TASK DIRECTIONS: Omit the pictures, please, and give each record below again exactly.

EXTRACTED INFORMATION:
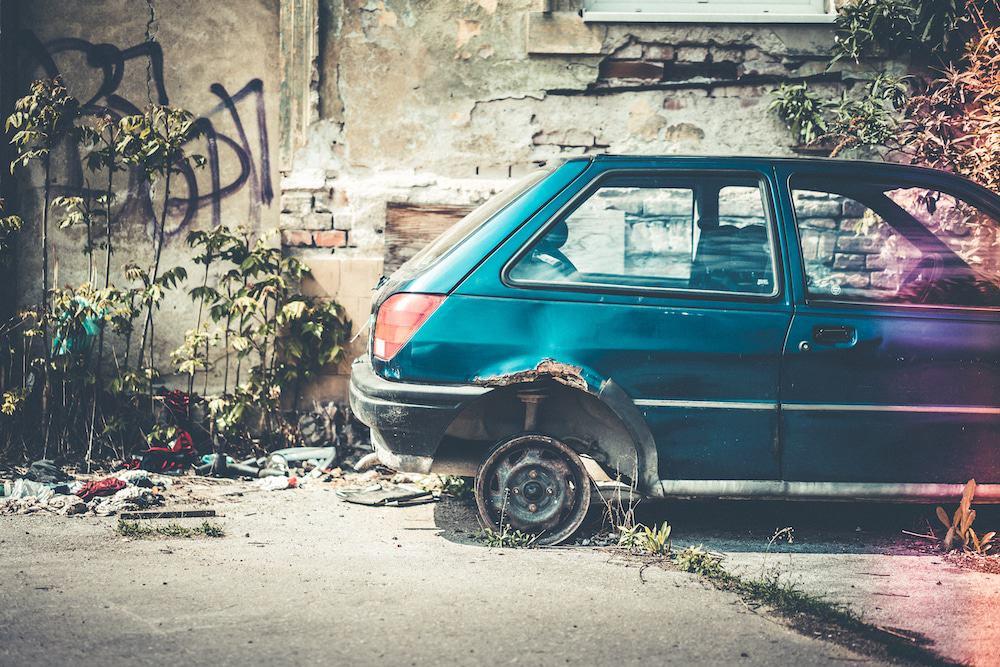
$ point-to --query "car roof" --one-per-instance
(723, 160)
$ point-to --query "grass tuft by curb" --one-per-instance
(138, 530)
(812, 615)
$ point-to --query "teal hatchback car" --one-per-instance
(697, 326)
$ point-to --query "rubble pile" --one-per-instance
(48, 488)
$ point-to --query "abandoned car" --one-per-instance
(696, 326)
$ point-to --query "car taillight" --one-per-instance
(398, 319)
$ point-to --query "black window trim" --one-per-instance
(958, 188)
(585, 193)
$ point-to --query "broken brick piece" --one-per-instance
(296, 237)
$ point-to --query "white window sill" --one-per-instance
(704, 17)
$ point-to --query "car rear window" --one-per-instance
(896, 243)
(465, 227)
(672, 231)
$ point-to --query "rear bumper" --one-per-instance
(407, 419)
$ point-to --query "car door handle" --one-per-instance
(830, 335)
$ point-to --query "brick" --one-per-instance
(632, 51)
(876, 262)
(324, 277)
(659, 52)
(631, 69)
(317, 220)
(330, 238)
(692, 54)
(296, 238)
(358, 276)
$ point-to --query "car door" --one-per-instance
(891, 368)
(669, 283)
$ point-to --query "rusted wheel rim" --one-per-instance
(535, 484)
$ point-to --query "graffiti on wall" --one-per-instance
(234, 162)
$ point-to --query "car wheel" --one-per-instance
(535, 484)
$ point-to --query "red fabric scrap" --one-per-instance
(101, 487)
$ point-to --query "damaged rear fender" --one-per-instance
(641, 448)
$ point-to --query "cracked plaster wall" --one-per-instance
(442, 102)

ANSWER TO THE EXERCISE:
$ point-to --query "car roof" --one-per-instance
(723, 160)
$ point-to --query "grass tuft by curb" --one-per-instance
(138, 530)
(812, 615)
$ point-to --query "teal hatchback car" --one-per-instance
(697, 326)
$ point-to --query "rubble pile" --one-per-instance
(48, 488)
$ point-to --query "abandoned car" --one-per-instance
(696, 326)
$ point-to --query "car taillight" --one-per-instance
(398, 319)
$ point-to --query "black window trim" --one-per-instance
(958, 188)
(585, 193)
$ point-to --query "broken brick piece" --one-per-instance
(296, 237)
$ point-to --query "white window sill" --one-per-instance
(704, 17)
$ point-to --query "car rear window" --one-per-instance
(896, 243)
(465, 227)
(672, 231)
$ point-to --query "rear bumper" --one-per-instance
(407, 419)
$ point-to --query "car door handle" --one-per-instance
(830, 335)
$ point-to --query "brick" --one-per-instance
(632, 51)
(876, 262)
(324, 277)
(659, 52)
(631, 69)
(317, 220)
(330, 238)
(692, 54)
(296, 238)
(358, 276)
$ point-to --query "car door" --one-per-instance
(891, 368)
(669, 283)
$ point-to --query "rusted wheel rim" --one-per-instance
(535, 484)
$ point-to --query "graffiti on wall" --one-per-instance
(234, 162)
$ point-to --query "car wheel" --one-per-instance
(535, 484)
$ point-to --query "red fabric scrap" --one-per-instance
(101, 487)
$ point-to --query "damaged rear fender" --one-per-instance
(641, 448)
$ point-to --query "cracked plaster wall" --one-per-instance
(442, 102)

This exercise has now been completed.